*EXTRACT TO READ*.
=======

Praveen Kumar - 7
For effort, spunk even, before skill. On his first tour of England, mocked for being more medium than even military pace, Praveen bowled like a glutton for punishment in his three Tests, challenging batsmen with his deception, swing and the hunger to keep returning at them. He could have done with some consistent company, particularly in Birmingham and perhaps a stinging older partner. As England carted their way to 700, Praveen's tight-fisted 40-over spell probably busted his ankle that left him out of the final Test. He was also, significantly, one of the few men who threw the England bowling machine off its lines during his madcap batting blaze in Edgbaston. The only fifer-man in the Indian side on the whole tour, Praveen sat out the last game. Who knows how many more he could have winkled away and when. Particularly with a tuned-in Ishant Sharma for company.
Amit Mishra - 3
He was in there to be a strike bowler, but impressed more with the reassurance and purpose with which he batted at The Oval. He was involved in India's highest partnership of the series - 144 with Tendulkar, and two major stands in that Test - which made him the buffer the lower order needs. He was stepping in for India's lone spin specialist Harbhajan Singh, which is both disadvantage and opportunity and yet didn't make an immediate or sustained impact. At the end of his four innings, it is the lack of wickets that gives Mishra no new gloss and left the injured Harbhajan with fewer challengers.
Ishant Sharma - 4
The Next One. Or not? Ishant's tour was like the English midlands landscape, all hills and dips, one following the other at rapid speed. A breakout spell at Lord's, a first-innings burst in Nottingham and then the ennui of Edgbaston. Yet again, Ishant picked himself up with heart at the end on the flattest wicket in the series. Overall, a so-so tour, 11 wickets from six innings at 58, and only one number will stand out amongst those three. Yet he played in more games than any other Indian seamer and bowled more overs - 173 - than anyone else, even James Anderson. If Australia 2008 was Ishant's debutant's ball, then England 2011 can be his launch platform to become Zaheer Khan's replacement as the alpha male in the bowling attack. But only if he wants it to.

=======

*RECORDS SUPPLIED*.
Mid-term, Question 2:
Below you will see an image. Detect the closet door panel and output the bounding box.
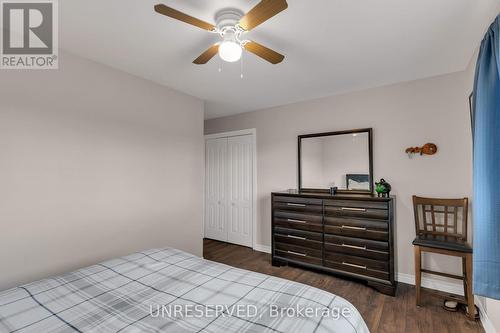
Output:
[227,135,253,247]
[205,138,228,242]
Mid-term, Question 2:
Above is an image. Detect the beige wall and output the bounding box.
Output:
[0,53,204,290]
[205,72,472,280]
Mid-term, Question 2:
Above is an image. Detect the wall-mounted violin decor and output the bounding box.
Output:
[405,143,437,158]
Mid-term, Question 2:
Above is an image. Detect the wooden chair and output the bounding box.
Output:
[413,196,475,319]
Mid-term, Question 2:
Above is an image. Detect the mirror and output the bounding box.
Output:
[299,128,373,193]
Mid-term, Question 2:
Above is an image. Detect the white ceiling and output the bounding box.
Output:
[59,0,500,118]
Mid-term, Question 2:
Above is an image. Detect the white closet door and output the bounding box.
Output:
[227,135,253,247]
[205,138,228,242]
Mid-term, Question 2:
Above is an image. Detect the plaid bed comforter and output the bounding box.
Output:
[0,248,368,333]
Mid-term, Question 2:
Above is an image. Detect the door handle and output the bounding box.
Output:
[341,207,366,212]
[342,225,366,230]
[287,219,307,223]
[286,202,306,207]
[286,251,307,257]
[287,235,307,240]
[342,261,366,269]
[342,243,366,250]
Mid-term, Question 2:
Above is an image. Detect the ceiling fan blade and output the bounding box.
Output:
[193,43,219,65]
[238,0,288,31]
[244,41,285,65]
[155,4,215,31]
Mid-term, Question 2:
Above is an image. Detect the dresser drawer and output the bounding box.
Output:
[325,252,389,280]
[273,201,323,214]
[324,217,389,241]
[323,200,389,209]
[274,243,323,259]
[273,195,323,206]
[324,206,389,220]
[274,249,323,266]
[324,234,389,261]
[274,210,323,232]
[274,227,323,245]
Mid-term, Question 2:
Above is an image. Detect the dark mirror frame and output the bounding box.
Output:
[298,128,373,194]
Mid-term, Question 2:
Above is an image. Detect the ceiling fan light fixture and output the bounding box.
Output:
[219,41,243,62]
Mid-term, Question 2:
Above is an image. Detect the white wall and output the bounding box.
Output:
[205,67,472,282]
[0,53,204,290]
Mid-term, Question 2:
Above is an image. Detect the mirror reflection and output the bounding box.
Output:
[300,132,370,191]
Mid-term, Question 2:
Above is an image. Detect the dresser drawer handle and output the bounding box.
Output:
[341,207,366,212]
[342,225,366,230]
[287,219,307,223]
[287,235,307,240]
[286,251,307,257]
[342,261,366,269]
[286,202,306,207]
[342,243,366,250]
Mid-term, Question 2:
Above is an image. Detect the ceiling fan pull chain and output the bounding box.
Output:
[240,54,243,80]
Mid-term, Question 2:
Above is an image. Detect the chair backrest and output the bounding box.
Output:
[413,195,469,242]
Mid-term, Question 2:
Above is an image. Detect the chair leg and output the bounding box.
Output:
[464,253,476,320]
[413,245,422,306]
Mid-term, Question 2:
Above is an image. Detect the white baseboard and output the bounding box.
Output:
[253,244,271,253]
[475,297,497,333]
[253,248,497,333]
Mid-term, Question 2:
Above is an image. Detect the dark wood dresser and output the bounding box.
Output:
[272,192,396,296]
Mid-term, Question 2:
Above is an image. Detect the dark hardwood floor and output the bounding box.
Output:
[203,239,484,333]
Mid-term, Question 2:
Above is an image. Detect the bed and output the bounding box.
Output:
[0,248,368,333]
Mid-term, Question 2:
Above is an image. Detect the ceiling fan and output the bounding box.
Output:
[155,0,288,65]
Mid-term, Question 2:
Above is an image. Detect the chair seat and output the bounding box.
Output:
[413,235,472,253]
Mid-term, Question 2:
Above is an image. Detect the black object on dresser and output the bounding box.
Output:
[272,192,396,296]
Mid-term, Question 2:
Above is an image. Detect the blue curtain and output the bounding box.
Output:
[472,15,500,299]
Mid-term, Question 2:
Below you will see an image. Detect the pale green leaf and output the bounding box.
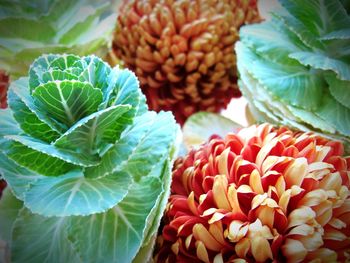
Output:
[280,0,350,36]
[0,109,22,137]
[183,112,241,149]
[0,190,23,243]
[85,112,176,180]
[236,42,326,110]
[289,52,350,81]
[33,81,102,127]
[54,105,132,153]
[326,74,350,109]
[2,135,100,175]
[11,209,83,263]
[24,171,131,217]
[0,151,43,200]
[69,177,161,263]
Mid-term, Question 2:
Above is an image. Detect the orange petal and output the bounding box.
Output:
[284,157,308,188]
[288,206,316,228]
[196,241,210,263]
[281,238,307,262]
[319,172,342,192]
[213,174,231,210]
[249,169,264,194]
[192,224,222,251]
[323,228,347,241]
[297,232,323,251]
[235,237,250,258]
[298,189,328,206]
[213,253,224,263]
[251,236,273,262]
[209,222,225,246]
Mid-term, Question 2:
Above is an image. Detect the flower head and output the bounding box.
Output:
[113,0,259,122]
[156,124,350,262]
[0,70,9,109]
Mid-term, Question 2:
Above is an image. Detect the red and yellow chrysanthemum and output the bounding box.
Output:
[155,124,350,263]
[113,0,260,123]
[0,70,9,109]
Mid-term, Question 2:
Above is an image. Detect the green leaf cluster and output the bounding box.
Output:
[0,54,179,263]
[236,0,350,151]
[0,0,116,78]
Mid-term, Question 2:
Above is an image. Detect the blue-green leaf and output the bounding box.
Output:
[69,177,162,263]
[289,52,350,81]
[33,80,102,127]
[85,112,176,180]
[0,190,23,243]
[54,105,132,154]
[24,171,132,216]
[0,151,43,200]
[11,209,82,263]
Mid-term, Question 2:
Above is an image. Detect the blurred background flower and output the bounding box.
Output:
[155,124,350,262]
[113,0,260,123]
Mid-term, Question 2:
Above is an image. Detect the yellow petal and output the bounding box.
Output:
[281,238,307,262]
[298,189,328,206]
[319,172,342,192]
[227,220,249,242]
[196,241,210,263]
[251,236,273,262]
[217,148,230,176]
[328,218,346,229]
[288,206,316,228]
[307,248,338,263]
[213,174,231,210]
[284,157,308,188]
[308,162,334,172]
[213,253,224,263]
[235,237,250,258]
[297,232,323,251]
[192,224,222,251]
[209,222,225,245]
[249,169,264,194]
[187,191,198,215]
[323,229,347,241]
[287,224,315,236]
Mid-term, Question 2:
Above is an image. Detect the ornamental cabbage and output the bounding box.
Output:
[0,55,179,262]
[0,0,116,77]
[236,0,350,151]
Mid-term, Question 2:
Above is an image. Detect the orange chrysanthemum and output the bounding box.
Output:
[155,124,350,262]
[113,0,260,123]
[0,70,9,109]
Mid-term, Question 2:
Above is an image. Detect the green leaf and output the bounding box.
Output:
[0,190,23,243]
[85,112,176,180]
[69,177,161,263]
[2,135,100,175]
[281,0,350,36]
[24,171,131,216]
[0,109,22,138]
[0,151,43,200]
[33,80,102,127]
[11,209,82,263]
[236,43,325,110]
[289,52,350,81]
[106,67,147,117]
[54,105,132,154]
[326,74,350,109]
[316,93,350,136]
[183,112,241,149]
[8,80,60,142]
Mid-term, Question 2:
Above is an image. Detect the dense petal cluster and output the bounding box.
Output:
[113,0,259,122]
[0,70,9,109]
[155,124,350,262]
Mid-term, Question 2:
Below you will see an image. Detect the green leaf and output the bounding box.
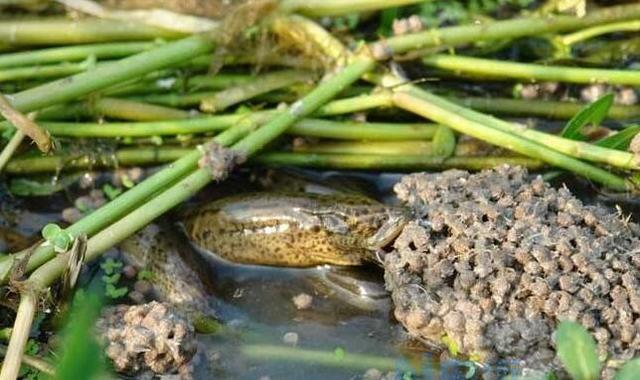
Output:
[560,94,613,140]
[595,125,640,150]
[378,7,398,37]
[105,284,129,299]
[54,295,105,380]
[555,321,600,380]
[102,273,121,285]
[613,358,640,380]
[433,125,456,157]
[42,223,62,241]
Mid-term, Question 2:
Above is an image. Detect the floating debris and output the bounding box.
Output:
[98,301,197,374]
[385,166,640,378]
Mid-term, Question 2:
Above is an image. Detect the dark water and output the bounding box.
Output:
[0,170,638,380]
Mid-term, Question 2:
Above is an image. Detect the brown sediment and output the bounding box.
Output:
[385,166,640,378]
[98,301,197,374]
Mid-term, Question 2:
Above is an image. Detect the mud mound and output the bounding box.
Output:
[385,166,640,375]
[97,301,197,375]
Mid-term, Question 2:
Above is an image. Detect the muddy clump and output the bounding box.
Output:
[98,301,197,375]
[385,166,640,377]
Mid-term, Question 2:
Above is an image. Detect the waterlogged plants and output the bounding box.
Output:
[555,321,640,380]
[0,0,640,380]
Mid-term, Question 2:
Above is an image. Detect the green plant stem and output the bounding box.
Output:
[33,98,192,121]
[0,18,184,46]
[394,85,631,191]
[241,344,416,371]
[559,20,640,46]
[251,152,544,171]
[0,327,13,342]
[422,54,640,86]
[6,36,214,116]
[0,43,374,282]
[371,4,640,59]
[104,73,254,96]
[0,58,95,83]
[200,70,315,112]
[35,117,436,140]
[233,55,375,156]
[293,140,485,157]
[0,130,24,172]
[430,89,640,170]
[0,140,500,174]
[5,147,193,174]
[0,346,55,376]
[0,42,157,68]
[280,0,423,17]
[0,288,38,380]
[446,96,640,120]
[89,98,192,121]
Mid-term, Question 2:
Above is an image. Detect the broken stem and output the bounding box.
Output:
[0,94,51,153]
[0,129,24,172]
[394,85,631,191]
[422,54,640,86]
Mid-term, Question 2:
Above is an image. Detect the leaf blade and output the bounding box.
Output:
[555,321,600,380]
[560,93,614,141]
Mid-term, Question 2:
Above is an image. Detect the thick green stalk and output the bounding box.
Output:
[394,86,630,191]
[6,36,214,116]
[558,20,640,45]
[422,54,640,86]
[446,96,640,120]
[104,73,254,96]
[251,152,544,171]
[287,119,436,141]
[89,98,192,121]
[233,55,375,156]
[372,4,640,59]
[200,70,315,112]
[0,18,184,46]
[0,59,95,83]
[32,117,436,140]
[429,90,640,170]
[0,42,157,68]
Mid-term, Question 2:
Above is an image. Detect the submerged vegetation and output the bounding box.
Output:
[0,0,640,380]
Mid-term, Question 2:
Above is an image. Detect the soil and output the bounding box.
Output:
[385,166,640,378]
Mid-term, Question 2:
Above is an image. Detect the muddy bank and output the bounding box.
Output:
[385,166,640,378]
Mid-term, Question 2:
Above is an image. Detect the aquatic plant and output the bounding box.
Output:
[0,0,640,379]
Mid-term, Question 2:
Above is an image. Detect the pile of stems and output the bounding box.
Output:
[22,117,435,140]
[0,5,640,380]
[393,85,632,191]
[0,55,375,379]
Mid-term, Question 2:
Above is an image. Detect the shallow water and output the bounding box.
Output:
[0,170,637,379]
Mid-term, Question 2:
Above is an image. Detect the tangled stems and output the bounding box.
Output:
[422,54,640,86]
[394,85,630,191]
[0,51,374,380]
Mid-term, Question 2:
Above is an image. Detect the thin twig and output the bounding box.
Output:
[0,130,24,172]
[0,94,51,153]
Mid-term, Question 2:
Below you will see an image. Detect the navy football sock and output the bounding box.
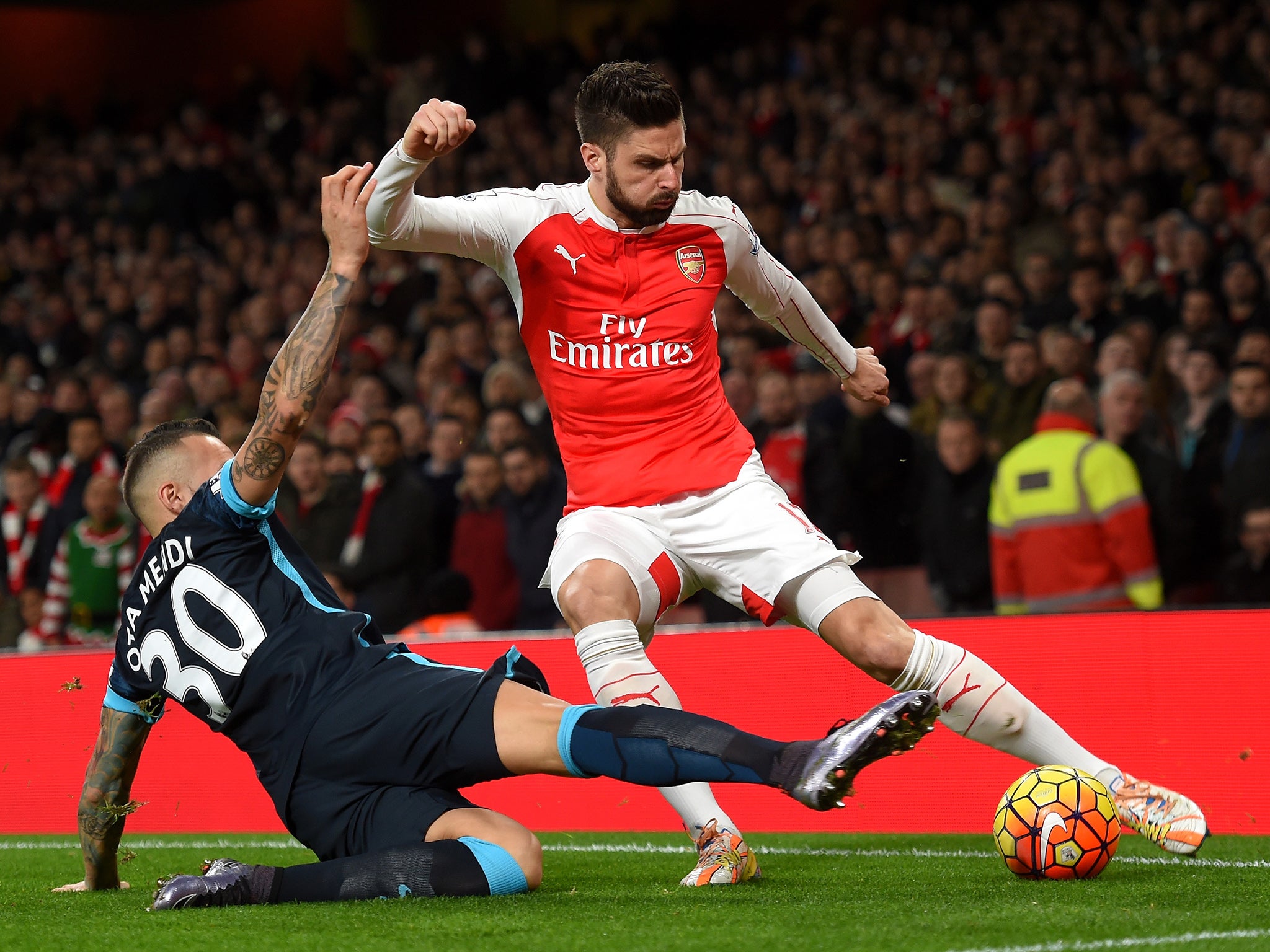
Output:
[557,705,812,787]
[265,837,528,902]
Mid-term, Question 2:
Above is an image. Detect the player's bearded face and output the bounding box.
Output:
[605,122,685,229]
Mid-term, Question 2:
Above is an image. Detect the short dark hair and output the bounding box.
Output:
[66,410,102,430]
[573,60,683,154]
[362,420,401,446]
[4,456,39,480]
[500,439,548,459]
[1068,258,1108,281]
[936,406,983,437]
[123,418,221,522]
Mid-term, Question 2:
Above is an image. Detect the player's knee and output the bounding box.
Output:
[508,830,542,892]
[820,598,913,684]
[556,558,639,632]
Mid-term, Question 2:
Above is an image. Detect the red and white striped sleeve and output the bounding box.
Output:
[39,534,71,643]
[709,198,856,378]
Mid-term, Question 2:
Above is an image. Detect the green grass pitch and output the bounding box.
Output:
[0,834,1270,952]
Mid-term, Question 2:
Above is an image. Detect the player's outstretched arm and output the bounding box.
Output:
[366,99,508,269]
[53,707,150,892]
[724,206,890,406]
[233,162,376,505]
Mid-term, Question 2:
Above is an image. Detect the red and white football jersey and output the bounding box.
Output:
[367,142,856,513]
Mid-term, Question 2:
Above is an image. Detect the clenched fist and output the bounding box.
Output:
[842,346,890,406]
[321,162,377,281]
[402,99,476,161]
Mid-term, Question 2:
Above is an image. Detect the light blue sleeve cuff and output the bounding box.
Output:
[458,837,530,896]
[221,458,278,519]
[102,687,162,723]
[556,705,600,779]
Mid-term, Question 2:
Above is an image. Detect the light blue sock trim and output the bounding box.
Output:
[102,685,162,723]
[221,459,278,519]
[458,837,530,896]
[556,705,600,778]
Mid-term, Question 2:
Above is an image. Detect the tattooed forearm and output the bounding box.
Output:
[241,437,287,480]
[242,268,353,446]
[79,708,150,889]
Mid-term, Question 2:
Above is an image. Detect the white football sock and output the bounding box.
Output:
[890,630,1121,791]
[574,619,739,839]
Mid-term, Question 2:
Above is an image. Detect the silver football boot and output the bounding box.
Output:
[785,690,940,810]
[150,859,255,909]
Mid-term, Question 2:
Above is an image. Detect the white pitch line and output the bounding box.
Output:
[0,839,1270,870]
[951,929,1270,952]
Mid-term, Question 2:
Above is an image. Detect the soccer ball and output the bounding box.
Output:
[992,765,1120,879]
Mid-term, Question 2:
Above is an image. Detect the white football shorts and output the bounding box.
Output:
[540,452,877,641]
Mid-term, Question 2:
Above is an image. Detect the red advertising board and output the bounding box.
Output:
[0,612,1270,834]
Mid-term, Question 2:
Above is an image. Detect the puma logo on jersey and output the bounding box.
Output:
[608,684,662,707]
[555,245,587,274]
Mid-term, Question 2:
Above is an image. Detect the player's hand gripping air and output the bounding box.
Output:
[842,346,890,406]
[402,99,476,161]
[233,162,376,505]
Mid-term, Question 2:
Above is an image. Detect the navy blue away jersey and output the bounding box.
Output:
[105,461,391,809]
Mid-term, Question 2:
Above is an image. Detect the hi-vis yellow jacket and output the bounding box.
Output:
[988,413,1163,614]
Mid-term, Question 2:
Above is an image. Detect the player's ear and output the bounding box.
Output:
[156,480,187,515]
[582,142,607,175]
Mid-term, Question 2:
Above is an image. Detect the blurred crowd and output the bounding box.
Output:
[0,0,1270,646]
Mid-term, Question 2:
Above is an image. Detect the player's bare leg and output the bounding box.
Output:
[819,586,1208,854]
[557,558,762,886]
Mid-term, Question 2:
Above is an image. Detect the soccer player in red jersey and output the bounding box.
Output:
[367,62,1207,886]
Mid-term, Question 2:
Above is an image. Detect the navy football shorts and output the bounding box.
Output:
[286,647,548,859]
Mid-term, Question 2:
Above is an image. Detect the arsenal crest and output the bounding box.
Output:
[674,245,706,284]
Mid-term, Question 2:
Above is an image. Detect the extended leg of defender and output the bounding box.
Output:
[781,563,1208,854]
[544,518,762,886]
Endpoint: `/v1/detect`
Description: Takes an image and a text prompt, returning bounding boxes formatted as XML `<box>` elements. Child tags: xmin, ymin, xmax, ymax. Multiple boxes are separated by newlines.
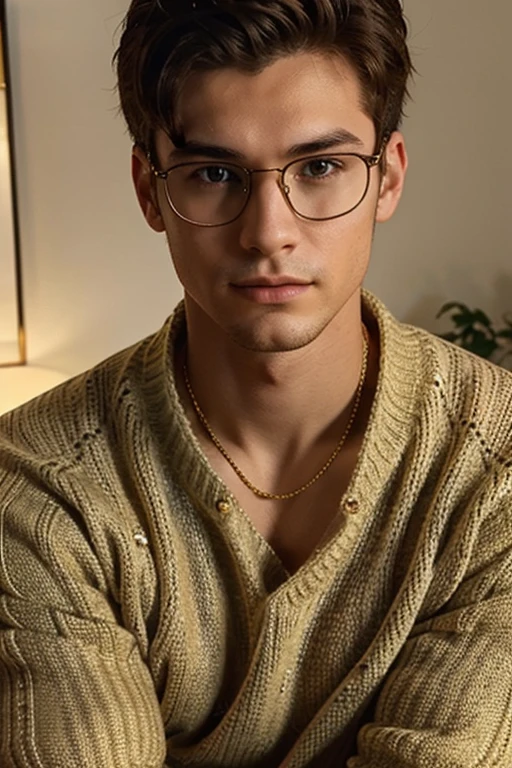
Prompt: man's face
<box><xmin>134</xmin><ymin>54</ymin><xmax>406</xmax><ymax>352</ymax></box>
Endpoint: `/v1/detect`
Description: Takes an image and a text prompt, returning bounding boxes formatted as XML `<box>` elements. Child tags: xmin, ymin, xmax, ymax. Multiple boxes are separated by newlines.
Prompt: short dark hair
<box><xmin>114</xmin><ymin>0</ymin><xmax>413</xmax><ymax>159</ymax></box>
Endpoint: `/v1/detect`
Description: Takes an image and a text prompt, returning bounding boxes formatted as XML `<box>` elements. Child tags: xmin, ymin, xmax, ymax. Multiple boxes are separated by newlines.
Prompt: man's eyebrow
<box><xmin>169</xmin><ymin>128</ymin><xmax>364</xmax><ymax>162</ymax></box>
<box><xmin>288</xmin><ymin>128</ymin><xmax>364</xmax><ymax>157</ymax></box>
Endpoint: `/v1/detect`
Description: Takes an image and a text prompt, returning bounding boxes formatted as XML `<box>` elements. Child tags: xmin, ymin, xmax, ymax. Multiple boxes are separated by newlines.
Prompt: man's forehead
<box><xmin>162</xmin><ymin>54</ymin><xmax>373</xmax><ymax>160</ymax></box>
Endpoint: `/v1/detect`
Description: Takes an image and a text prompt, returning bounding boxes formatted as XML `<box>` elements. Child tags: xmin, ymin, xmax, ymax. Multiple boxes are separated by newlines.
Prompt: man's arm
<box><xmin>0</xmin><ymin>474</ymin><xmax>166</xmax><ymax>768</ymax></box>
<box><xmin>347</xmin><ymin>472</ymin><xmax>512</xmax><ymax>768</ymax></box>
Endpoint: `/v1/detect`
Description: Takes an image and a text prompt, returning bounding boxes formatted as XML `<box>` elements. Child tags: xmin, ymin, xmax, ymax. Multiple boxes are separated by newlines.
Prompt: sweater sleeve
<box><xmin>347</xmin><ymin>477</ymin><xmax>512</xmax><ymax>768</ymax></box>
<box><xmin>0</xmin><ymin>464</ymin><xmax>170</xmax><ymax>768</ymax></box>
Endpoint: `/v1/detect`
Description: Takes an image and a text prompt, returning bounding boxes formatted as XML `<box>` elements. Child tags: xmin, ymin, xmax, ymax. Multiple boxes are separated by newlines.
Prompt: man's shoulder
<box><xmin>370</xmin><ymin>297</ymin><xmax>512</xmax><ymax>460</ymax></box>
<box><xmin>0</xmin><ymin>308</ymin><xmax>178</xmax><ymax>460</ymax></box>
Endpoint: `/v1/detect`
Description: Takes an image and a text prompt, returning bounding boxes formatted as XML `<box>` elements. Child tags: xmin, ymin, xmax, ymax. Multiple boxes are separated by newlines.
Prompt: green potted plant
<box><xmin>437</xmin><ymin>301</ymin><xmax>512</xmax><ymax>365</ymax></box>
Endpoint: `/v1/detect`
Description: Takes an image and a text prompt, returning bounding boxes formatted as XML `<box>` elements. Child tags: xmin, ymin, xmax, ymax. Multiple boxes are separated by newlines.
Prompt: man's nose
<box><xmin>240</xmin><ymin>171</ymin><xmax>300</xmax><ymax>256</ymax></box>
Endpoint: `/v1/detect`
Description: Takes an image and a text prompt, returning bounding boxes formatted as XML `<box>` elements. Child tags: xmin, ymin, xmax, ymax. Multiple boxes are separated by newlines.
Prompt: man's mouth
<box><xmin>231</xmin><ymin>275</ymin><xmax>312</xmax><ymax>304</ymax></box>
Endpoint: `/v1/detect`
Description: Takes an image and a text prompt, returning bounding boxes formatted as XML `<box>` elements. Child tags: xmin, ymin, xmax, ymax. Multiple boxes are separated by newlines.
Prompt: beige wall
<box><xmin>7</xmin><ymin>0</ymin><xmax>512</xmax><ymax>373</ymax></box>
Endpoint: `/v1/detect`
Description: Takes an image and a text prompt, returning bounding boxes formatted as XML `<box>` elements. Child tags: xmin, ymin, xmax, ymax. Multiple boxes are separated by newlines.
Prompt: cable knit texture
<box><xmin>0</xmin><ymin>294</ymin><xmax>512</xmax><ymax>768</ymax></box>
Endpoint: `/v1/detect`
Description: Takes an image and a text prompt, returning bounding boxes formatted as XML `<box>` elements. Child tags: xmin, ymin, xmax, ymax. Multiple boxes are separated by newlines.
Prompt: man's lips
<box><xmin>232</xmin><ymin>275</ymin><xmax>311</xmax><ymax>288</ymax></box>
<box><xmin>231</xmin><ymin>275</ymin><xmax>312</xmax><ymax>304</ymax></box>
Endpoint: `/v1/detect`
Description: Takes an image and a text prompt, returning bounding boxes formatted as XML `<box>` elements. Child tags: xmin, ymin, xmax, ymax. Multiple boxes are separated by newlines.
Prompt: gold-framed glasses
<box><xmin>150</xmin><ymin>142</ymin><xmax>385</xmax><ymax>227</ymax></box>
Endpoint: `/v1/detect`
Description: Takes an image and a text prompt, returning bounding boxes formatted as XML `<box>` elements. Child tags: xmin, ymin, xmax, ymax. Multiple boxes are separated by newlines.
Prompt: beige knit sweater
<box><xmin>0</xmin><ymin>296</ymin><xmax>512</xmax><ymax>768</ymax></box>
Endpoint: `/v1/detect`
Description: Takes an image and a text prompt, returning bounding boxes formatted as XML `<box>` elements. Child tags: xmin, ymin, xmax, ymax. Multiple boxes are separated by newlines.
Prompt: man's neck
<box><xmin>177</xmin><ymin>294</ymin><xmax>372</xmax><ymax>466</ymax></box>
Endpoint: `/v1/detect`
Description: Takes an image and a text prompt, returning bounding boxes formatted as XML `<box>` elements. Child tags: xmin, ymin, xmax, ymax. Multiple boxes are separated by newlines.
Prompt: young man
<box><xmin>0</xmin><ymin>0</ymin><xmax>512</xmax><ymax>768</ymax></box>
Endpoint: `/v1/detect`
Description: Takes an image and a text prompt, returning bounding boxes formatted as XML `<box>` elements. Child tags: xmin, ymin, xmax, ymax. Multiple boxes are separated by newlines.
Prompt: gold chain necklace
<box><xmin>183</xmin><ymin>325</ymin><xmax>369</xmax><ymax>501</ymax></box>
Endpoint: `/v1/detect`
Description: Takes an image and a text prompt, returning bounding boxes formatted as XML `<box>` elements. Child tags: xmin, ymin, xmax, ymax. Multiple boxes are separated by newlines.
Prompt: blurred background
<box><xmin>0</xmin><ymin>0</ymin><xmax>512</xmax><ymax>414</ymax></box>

=======

*REQUIRED TASKS*.
1 – Answer these questions from the player ratings, one line each:
(a) Which Test did Praveen Kumar sit out?
(b) With which batsman did Amit Mishra share a 144-run partnership?
(c) How many overs did Ishant Sharma bowl in the series?
2 – Write what comes next in the player ratings, picking up after Ishant Sharma's entry.
The records have no connection to the player ratings.

*RESPONSE LIST*.
1 –
(a) The final Test.
(b) Tendulkar.
(c) 173.

2 –
Sreesanth - 2
India's patience for Sreesanth will run out soon, if it has not already, unless the team management can find a way for him to preserve and utilise his skill to the maximum. At his best, Sreesanth can turn games, except his best spells pop up like those of a distracted magician: very occasionally. In England, with everything in his favour in terms of conditions and finally, a place in the attack where he could become the centre of attention, Sreesanth first sparked in Nottingham, then flagged for the rest of the series. On pace, on length, on attention. If any of the quick bowlers have gone backwards on the tour, it would have to be him.
Zaheer Khan - 2
The first cog in the wheel to go wonky; a walking manifestation of India's World Cup-IPL-burnout conveyor belt, Zaheer Khan's was a brief presence followed by a powerful absence. His 13th over limp will be remembered more than the two wickets he had cleaned up, almost on auto-pilot, almost as if it was a given. After his injury, the team lost its striking power and the bowling unit its most efficient leader and guide. India's race to the No. 1, particularly in its toughest games, has been centred on Zaheer and they say he knows his body best. All the more reason he and those around him should have been particularly watchful given the crush of games leading up to England.
RP Singh - 2
Easy to pillory for his lack of fitness and pace, especially as he is out of contract, but having been hauled into a high-intensity series off a vacation in Miami, one thing is certain: RP Singh is not ready to return to Test cricket. Physically that is. That first ball wide at The Oval is not what was responsible for India's eventual defeat, but suddenly it became symptomatic of his team through the entire series. Sloppy and unprepared.